• What is expected: Filter the entries below, keeping only lines with the word "reflection".

[Saved data entries]
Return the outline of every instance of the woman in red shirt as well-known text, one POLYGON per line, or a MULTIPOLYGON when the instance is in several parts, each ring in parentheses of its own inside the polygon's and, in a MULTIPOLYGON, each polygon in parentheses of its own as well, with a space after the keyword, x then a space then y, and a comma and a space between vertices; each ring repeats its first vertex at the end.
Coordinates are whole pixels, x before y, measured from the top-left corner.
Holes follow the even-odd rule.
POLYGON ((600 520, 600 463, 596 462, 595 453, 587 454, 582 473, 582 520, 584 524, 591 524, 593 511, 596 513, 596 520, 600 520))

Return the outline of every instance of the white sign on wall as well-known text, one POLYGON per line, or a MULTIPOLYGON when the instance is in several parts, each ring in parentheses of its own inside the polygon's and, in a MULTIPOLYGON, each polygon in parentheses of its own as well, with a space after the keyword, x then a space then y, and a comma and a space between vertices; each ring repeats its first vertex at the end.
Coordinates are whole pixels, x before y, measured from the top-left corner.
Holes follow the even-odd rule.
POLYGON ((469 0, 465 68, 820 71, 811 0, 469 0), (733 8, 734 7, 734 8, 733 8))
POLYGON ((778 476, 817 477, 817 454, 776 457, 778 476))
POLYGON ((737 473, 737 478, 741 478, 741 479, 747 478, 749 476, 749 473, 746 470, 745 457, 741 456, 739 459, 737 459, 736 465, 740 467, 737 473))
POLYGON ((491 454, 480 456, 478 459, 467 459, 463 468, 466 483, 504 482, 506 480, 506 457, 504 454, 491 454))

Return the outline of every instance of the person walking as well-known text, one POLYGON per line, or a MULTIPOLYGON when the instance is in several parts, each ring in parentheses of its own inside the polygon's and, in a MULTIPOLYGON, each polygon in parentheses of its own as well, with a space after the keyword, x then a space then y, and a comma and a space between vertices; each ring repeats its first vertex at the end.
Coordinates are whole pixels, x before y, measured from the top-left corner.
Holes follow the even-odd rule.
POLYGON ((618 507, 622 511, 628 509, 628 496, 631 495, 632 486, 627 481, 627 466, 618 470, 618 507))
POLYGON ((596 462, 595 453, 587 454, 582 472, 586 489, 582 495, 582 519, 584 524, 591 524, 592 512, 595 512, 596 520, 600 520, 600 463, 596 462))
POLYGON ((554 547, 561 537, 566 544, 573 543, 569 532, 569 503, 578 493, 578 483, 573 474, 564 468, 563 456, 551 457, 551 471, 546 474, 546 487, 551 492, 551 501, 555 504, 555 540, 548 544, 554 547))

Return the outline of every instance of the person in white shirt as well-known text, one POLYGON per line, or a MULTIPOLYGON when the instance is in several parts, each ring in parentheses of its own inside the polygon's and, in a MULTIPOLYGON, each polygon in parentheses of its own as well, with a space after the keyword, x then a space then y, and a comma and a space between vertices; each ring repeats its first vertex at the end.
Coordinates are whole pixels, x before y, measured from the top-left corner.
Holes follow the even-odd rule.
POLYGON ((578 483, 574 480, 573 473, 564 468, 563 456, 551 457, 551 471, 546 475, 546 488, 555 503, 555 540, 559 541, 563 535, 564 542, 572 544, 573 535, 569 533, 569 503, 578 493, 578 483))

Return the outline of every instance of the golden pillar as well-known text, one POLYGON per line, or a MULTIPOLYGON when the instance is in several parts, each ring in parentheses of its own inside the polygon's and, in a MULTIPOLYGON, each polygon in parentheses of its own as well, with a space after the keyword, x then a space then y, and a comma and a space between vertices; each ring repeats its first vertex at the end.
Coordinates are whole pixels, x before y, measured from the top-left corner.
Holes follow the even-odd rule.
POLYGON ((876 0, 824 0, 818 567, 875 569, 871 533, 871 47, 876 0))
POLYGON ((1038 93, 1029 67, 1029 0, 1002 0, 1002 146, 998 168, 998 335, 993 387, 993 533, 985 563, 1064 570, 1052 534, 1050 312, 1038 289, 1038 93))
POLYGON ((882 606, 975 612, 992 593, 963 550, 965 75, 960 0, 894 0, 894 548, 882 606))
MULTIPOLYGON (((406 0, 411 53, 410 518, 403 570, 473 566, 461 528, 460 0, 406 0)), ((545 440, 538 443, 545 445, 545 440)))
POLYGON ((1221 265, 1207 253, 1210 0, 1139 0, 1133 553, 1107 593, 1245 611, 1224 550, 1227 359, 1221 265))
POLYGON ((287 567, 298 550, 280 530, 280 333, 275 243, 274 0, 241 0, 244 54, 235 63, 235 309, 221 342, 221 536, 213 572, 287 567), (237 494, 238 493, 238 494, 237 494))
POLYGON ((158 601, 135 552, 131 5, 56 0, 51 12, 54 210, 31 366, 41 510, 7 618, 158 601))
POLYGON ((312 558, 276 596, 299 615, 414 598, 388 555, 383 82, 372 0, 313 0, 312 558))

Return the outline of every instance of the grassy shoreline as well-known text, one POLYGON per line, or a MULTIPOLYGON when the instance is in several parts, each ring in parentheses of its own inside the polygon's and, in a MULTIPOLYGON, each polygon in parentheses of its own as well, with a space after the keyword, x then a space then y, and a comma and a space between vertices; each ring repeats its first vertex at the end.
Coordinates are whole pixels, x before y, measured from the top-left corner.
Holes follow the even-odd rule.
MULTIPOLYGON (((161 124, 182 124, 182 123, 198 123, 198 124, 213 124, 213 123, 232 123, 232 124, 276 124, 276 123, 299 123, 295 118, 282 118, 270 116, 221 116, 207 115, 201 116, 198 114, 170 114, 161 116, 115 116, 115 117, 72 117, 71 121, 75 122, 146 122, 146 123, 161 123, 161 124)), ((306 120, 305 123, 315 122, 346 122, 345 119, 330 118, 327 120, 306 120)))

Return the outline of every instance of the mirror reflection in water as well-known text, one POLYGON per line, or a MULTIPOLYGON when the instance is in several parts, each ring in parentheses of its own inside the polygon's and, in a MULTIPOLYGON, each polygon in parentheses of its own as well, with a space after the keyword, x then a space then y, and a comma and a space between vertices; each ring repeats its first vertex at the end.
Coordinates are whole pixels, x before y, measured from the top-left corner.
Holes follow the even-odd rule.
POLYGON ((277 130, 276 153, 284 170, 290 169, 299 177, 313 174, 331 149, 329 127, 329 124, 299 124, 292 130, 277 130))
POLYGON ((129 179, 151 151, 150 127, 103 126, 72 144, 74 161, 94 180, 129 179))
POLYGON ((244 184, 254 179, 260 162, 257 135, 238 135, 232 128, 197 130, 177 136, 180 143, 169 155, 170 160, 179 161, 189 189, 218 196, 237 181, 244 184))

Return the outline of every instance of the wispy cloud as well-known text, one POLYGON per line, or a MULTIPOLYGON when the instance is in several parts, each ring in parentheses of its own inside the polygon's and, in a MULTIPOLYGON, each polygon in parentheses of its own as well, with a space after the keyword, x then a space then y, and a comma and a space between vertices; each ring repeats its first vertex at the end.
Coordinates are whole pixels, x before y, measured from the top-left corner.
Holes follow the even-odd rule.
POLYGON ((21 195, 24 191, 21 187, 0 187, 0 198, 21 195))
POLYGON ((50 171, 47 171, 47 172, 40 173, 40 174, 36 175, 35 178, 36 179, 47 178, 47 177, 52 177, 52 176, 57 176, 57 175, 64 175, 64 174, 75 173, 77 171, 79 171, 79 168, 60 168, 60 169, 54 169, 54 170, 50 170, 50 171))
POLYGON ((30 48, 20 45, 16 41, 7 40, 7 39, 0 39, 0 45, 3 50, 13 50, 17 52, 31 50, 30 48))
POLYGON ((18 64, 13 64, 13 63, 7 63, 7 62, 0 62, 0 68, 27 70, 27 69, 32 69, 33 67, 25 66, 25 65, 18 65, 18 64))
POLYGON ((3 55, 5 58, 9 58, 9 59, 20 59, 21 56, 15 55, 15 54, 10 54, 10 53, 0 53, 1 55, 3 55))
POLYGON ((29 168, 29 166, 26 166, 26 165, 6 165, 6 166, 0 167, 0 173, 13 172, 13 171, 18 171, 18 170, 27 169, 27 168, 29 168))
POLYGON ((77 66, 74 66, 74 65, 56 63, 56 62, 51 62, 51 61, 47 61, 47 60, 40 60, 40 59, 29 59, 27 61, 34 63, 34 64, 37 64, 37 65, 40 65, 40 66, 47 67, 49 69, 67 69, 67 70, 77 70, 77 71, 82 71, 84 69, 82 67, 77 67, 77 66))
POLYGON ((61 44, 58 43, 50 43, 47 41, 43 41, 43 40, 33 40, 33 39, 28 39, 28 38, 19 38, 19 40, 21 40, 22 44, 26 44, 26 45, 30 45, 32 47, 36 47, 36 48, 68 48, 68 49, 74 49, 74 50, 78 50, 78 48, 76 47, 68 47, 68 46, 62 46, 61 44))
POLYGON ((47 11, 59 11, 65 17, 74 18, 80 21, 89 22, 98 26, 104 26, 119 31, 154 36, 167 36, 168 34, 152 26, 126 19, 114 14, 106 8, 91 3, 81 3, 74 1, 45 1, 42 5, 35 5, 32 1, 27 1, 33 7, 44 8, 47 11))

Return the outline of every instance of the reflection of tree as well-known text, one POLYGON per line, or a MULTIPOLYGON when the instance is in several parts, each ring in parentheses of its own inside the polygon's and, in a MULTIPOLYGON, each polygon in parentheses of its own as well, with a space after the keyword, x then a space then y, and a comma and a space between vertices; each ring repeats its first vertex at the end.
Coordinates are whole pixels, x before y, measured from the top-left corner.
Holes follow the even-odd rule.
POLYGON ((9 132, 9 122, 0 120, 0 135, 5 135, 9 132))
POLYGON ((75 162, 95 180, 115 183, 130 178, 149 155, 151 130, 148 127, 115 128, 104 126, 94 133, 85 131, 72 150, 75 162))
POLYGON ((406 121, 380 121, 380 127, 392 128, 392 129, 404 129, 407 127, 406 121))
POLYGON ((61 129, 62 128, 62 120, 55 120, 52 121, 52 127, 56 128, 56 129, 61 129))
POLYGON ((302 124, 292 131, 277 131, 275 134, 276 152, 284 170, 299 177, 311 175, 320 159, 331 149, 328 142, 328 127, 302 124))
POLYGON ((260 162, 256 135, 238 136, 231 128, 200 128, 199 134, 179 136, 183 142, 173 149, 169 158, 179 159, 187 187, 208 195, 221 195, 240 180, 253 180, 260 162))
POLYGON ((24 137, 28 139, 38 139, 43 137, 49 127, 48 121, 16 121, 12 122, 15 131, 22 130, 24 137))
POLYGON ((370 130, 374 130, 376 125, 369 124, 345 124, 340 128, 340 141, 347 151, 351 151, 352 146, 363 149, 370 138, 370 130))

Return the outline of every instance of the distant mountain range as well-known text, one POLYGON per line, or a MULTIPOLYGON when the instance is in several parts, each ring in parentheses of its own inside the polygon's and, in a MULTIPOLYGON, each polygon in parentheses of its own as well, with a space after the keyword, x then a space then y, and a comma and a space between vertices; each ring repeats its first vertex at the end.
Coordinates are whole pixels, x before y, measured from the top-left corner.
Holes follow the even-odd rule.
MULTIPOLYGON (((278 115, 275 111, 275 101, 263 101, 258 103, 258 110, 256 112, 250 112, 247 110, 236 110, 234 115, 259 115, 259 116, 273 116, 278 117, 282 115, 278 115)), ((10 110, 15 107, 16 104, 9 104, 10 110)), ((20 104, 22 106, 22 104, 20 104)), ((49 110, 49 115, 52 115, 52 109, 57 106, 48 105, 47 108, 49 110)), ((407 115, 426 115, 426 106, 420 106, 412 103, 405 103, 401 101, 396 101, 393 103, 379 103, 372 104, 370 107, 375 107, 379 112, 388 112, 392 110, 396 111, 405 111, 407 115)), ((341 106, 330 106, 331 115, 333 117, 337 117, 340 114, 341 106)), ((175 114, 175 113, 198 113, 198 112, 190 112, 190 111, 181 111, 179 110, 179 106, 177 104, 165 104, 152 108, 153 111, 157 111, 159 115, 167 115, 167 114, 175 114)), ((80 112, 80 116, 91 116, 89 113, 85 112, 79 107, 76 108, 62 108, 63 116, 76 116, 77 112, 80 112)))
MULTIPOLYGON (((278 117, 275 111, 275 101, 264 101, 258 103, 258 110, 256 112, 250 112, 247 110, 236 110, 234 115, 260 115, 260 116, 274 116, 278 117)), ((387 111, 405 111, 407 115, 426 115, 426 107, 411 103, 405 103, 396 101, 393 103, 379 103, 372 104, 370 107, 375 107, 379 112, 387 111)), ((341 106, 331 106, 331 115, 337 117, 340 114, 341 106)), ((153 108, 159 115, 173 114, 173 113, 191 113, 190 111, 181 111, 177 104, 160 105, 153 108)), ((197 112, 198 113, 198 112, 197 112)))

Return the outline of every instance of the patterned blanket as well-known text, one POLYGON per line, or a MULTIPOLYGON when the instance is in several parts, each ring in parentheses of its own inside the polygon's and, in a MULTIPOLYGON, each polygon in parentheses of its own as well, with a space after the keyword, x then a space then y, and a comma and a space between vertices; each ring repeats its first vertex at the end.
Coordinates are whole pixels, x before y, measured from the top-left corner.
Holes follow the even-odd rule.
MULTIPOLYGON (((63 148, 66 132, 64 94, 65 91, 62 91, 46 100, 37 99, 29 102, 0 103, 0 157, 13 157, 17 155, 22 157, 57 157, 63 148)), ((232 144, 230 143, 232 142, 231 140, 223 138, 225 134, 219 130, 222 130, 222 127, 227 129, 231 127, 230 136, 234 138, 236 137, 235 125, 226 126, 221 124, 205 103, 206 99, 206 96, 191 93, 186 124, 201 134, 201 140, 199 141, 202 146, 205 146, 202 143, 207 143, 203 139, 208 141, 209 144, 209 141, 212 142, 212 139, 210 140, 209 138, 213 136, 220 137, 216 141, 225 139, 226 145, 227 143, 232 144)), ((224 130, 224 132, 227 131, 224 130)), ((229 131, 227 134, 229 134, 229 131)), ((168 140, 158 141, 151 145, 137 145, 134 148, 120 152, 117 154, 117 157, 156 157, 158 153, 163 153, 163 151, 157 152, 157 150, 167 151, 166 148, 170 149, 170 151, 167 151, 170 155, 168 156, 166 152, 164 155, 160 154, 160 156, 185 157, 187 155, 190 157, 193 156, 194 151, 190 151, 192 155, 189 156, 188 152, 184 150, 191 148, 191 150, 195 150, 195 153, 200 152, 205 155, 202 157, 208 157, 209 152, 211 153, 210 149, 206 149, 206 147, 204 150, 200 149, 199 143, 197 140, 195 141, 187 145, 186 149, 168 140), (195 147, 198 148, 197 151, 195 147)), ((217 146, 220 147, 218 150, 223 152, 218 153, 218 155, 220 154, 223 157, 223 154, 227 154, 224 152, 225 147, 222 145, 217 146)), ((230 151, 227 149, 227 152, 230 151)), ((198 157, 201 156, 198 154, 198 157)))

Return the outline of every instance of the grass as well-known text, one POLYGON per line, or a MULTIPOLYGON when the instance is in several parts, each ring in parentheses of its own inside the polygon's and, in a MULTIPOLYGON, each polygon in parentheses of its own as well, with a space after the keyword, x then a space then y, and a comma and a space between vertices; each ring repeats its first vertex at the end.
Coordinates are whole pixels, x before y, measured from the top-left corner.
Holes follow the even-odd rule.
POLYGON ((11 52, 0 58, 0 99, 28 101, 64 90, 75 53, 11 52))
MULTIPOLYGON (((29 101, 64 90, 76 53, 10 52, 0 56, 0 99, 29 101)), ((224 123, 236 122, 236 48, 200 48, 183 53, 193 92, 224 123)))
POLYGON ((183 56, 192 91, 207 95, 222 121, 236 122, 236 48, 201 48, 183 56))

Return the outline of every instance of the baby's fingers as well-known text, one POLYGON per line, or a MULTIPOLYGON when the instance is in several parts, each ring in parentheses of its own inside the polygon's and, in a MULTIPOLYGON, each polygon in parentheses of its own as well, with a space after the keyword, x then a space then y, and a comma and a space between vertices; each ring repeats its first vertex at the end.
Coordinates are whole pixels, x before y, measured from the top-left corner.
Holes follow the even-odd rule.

• Final answer:
Return the outline of every instance of the mirror reflection in water as well-known text, one POLYGON per line, or a MULTIPOLYGON when the instance is in several parts, each ring in parentheses of its own inside the polygon's and, in a MULTIPOLYGON, each polygon in parentheses of its own as well, with a space after the keyword, x then a space then y, and a comma and a space between vertices; each ring repeats its first vertex at the end.
Return the outline of every instance of the reflection of tree as well-known text, one POLYGON per line, or a MULTIPOLYGON when the instance is in several parts, each ring in parentheses of its own inside the polygon's and, in a MULTIPOLYGON, each polygon in parentheses of its own as well, with a space after the keyword, x then a space then y, and a comma and a space between vertices; each ring repeats its first vertex at the end.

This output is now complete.